**TASK TO CARRY OUT:** Write out all of the lines below, exactly and completely.

——————

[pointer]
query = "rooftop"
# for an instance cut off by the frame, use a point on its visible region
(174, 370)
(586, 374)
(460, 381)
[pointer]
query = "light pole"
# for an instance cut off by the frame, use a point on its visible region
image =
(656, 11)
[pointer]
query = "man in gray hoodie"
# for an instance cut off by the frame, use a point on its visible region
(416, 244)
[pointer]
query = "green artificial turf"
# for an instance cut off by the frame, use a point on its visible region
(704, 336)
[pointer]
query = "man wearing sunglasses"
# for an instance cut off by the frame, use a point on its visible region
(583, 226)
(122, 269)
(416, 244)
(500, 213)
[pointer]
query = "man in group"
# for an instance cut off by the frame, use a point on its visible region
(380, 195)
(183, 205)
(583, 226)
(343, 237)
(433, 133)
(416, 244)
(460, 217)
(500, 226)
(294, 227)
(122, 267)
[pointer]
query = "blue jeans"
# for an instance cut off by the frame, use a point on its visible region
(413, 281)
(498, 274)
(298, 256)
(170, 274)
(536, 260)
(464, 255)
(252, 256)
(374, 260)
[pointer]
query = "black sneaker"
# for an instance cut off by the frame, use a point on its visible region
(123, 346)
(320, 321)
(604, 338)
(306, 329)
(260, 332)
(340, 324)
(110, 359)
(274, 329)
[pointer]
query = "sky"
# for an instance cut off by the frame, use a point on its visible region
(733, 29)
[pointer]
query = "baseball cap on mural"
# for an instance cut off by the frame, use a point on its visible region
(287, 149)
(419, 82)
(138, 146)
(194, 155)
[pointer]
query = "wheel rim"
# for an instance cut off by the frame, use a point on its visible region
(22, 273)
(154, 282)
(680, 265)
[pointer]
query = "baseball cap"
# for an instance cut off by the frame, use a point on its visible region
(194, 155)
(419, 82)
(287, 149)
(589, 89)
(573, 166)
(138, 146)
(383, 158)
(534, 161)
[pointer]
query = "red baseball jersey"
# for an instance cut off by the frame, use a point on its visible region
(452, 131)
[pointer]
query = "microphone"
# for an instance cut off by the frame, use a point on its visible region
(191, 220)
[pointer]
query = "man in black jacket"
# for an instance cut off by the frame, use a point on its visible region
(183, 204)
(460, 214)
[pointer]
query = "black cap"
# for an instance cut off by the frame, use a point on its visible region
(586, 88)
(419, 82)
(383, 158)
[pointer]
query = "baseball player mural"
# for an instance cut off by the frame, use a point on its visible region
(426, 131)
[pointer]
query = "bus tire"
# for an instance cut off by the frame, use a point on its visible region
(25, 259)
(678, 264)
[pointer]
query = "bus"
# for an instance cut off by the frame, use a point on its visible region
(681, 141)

——————

**WRITTEN REPLY:**
[pointer]
query = "rooftop"
# for an instance cut off by the frame, use a point on its visible region
(174, 370)
(586, 374)
(460, 381)
[pointer]
query = "light pole"
# for an instance cut off by the frame, use a point on its visible region
image =
(656, 11)
[pointer]
query = "man in gray hoodie"
# for an instance cut off by the frame, use a point on its visible region
(416, 244)
[pointer]
query = "green artificial turf"
# for an instance cut off by the frame, use a point on its visible region
(704, 336)
[pointer]
query = "man wearing sunglasses"
# for an instance cut off by the frame, use a point on its visible region
(583, 226)
(122, 269)
(416, 244)
(500, 213)
[pointer]
query = "man in group"
# for an instance cut off by the frame, use a point on its visible region
(380, 195)
(183, 205)
(583, 226)
(343, 237)
(433, 133)
(416, 244)
(460, 217)
(500, 226)
(294, 227)
(122, 267)
[pointer]
query = "blue jeans"
# for an instance cut off by the frame, use a point on its visible region
(413, 281)
(498, 274)
(298, 256)
(170, 274)
(536, 260)
(464, 255)
(252, 256)
(374, 260)
[pointer]
query = "black sneaker"
# for an instance cut off by the frame, use a point on its visible region
(123, 346)
(320, 321)
(604, 338)
(306, 329)
(260, 332)
(340, 324)
(110, 359)
(274, 329)
[pointer]
query = "sky"
# for an instance cut off by the frame, use a point on its visible region
(733, 29)
[pointer]
query = "baseball cap on mural"
# for an instance cut off by the frame, use a point on its visible region
(287, 149)
(419, 82)
(138, 146)
(194, 155)
[pointer]
query = "wheel rim"
# for an instance cut off by the frame, use a point on its visible region
(22, 273)
(154, 282)
(680, 265)
[pointer]
query = "baseball cap"
# for an instance cut off by the frame, use a point on its visible region
(194, 155)
(419, 82)
(287, 149)
(589, 89)
(573, 166)
(138, 146)
(383, 158)
(534, 161)
[pointer]
query = "red baseball jersey"
# for an instance cut off by the frame, use a point on its visible region
(452, 131)
[pointer]
query = "microphone"
# for an instance cut off by the frame, use a point on its visible region
(191, 220)
[pointer]
query = "man in black jacket"
# for an instance cut off by the frame, use a point on its visible region
(183, 204)
(460, 214)
[pointer]
query = "black cap"
# for an instance cut off by the frame, use a point on its visible region
(586, 88)
(419, 82)
(383, 158)
[pointer]
query = "baseball player mural"
# for an instance cut off by the frame, use a point on its visible region
(426, 131)
[pointer]
query = "bus tire"
# for an instance cut off by the frame, use a point on its visible region
(25, 259)
(678, 264)
[pointer]
query = "bus"
# for an instance cut off by the frame, use a point on its visible region
(681, 141)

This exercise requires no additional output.